━━ Data to process

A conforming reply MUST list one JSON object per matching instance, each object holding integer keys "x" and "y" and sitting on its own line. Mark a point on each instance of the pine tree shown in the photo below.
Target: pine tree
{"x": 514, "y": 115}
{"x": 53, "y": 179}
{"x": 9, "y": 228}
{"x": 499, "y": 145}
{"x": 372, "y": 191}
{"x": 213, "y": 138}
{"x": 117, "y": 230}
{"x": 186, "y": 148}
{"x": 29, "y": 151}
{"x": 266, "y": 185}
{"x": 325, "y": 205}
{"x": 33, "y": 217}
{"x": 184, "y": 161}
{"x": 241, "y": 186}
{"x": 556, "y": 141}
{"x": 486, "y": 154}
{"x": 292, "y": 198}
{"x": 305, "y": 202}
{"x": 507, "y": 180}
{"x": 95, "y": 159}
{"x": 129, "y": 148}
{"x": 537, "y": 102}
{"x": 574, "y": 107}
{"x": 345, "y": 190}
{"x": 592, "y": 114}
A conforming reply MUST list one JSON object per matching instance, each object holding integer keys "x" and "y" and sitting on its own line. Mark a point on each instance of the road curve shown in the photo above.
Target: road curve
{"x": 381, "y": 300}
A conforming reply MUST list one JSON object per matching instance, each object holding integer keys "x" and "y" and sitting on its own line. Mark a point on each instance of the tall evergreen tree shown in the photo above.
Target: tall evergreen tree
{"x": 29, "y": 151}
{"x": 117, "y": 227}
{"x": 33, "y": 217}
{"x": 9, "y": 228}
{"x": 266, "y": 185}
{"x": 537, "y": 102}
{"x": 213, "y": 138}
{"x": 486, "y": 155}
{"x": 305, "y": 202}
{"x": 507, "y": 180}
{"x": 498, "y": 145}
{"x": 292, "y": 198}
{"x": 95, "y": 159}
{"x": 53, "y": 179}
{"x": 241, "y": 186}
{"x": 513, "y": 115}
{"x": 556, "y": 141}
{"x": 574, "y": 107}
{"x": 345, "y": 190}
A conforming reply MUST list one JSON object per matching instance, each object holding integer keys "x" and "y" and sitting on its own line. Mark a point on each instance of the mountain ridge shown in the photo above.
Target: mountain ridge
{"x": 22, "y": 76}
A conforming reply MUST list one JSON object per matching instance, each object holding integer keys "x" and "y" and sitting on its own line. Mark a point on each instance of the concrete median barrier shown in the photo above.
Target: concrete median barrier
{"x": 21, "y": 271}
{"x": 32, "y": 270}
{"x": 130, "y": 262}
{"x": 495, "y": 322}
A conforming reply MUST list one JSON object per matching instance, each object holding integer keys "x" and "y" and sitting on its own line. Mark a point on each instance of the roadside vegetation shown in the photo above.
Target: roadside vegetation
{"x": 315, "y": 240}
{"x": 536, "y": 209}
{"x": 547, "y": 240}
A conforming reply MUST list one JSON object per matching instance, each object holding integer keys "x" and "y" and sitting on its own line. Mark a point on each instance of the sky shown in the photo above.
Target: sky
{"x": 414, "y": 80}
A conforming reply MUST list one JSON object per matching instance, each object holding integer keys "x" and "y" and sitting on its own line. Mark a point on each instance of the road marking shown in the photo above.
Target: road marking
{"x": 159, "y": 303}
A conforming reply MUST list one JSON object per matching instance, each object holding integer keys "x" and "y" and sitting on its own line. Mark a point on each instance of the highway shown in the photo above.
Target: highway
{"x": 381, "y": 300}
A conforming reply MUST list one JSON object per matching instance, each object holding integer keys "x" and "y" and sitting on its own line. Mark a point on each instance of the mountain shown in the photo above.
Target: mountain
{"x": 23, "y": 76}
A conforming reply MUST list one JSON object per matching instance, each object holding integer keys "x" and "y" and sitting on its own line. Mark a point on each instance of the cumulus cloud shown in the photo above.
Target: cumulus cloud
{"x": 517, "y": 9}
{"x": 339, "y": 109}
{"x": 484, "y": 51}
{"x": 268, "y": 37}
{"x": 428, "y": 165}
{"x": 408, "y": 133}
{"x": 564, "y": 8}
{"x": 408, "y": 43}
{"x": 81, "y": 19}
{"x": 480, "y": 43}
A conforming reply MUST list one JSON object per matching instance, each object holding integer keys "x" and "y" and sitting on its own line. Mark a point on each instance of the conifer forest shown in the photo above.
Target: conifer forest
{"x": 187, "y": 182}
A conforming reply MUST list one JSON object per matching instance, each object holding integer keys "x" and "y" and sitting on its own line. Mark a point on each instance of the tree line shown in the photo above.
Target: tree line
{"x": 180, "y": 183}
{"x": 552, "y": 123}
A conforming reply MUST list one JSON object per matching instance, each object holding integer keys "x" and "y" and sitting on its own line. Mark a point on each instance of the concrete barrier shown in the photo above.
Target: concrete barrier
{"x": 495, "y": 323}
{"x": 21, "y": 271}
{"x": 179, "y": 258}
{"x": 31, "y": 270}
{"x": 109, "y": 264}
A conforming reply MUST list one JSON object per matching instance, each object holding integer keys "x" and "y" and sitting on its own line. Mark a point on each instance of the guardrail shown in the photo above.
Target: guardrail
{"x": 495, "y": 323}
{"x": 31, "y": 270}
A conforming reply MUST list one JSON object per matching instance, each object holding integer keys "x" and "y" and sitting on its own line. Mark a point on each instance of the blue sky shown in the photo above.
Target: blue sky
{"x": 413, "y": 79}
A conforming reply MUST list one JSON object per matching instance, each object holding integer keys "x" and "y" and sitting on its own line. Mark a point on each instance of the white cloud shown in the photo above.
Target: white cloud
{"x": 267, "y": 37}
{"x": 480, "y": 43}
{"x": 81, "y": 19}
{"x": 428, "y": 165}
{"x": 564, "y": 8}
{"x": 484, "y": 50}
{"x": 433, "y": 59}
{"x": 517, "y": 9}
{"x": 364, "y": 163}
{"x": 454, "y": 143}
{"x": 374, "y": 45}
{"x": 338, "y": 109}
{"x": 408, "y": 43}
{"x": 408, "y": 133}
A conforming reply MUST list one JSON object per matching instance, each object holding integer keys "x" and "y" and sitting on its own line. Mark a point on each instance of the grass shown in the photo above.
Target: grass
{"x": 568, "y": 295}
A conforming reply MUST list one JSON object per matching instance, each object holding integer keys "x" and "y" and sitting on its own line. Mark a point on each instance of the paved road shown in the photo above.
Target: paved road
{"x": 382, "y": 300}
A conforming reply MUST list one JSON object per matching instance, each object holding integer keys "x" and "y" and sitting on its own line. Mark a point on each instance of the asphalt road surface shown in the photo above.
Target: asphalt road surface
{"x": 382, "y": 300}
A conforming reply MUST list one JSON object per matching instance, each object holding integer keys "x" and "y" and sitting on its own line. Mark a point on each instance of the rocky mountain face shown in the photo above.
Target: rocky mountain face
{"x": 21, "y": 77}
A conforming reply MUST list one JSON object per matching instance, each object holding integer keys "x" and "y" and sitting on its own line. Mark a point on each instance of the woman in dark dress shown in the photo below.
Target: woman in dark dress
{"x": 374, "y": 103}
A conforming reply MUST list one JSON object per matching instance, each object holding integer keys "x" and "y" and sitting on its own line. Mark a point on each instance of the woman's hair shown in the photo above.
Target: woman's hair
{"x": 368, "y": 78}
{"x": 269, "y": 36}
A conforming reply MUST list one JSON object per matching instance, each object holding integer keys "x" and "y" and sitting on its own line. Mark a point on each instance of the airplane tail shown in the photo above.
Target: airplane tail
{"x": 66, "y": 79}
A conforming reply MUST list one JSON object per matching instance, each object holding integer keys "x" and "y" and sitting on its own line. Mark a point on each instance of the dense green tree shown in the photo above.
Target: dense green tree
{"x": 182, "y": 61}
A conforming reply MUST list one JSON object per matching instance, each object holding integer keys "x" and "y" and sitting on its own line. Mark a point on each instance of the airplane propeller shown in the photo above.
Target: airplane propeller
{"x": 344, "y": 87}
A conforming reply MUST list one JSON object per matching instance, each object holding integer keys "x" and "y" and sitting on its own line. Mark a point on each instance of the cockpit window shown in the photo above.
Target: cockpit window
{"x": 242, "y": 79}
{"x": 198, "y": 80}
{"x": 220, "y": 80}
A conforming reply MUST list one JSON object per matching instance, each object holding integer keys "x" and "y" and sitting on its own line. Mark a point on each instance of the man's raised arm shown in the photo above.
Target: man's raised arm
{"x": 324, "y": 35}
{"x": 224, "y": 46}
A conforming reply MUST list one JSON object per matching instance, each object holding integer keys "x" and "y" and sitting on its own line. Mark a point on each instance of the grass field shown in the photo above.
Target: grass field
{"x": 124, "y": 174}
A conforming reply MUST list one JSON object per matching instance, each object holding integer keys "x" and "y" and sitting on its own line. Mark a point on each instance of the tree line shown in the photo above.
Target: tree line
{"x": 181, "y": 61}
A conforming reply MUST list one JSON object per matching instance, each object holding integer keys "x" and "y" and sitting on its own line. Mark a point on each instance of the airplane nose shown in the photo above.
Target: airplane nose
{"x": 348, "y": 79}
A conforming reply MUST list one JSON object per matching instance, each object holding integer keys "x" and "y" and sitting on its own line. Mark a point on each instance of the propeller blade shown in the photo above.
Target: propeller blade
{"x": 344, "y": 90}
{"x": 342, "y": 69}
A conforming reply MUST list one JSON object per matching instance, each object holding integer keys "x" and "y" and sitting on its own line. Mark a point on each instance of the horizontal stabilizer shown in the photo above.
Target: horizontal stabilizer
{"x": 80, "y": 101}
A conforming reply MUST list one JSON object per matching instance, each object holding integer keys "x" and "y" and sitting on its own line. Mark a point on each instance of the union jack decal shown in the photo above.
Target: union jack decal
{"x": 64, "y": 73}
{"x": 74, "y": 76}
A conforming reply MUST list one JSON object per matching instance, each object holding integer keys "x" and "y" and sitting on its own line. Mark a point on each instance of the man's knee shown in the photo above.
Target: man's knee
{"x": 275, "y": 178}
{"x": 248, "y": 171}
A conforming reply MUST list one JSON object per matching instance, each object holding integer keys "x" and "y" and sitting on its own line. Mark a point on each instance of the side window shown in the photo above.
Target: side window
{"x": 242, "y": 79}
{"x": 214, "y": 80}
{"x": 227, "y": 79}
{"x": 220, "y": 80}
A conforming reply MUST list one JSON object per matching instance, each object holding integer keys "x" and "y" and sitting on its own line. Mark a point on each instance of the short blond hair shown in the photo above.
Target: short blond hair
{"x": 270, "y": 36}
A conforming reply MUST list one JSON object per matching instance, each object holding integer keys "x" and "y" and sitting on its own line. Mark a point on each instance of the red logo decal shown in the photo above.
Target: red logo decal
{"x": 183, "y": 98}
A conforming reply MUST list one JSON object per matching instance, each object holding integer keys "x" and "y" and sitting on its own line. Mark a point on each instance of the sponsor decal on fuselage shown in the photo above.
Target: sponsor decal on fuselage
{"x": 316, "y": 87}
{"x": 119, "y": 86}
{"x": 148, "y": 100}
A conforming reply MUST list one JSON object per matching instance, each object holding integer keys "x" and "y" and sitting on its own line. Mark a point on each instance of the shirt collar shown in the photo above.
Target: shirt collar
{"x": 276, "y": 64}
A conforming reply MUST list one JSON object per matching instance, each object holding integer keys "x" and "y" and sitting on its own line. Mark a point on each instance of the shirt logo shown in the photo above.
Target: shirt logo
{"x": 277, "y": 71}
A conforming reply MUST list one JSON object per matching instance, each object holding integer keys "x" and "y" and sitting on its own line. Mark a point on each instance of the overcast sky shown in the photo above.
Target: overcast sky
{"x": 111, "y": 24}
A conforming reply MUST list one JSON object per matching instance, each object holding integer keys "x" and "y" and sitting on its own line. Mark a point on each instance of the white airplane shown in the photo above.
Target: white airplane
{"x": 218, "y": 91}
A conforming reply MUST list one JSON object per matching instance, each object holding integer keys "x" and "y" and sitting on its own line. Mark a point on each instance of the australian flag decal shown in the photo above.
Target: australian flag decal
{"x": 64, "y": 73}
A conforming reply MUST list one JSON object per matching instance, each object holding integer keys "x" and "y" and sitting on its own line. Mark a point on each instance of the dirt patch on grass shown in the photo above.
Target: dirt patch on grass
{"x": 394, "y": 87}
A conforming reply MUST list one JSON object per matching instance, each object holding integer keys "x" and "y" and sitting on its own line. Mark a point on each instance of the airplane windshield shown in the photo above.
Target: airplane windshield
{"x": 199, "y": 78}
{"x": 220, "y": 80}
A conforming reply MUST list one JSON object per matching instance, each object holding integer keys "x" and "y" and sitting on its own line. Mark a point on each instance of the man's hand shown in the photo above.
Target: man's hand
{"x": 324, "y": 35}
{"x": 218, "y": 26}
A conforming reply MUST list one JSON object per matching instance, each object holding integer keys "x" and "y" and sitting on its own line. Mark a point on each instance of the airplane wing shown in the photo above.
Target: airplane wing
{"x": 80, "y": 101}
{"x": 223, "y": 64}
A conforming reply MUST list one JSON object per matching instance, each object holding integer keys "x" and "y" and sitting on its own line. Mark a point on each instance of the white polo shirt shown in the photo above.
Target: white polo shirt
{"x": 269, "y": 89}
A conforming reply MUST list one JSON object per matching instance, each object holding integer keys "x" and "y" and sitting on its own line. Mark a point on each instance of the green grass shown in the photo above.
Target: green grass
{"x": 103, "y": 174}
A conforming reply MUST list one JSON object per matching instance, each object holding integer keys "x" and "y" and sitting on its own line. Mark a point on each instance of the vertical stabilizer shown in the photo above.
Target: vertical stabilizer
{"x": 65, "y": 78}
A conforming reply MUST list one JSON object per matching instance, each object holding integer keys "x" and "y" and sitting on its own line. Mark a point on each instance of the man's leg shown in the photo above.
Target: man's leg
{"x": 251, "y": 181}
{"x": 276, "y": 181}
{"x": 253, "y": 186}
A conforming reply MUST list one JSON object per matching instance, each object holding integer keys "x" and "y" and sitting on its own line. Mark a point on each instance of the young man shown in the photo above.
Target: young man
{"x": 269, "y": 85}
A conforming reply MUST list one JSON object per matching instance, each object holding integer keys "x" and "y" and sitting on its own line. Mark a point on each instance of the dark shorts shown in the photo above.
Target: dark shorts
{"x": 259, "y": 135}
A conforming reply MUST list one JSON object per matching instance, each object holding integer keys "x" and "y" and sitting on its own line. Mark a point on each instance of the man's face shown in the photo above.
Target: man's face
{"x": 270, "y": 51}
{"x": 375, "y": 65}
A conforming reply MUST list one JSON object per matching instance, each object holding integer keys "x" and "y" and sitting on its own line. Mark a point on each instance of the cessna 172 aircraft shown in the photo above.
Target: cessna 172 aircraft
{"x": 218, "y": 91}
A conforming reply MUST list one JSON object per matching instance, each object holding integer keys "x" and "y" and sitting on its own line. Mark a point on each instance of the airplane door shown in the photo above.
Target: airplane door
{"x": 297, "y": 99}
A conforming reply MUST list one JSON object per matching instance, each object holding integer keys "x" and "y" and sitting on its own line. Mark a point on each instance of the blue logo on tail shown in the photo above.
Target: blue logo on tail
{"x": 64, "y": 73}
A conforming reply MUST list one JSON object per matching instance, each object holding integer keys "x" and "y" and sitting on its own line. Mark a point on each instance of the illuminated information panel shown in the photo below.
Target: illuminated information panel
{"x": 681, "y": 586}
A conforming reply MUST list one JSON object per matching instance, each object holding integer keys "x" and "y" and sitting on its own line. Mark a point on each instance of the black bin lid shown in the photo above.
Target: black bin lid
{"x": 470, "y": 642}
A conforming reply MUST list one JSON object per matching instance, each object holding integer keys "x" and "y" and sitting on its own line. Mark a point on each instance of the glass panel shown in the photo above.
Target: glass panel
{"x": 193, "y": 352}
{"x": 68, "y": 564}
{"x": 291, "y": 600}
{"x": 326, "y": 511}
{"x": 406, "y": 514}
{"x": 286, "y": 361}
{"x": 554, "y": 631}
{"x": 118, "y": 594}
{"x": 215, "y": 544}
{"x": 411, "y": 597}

━━━━

Transcribe only the trailing portion of the entries above: the line that contains "on tail shown in the photo above." and each line after it.

Solution.
A conforming reply MUST list one JSON object per matching instance, each object holding integer keys "x" and "y" and sitting on its own line. Mark a point on each instance of the blue logo on tail shown in the photo above.
Target: blue logo on tail
{"x": 64, "y": 73}
A conforming reply MUST list one JSON object per matching instance, each object holding integer keys "x" and "y" and sitting on its own line. Mark a point on each instance of the illuminated information panel shown in the photo below.
Target: illuminated information panel
{"x": 681, "y": 586}
A conforming reply MUST list one JSON object per matching instance, each object holding integer keys "x" and "y" and sitting on its own line. Mark a point on each instance of the black bin lid shown in the photo above.
Target: black bin lid
{"x": 470, "y": 642}
A conforming reply MUST list one JSON object per matching instance, each object holding integer keys "x" and "y" and sitting on its own line. Mark a point on each instance of the glass panel shown in the photo above.
Target: glass panel
{"x": 193, "y": 352}
{"x": 68, "y": 564}
{"x": 291, "y": 600}
{"x": 326, "y": 511}
{"x": 406, "y": 514}
{"x": 286, "y": 361}
{"x": 554, "y": 631}
{"x": 118, "y": 594}
{"x": 215, "y": 544}
{"x": 411, "y": 597}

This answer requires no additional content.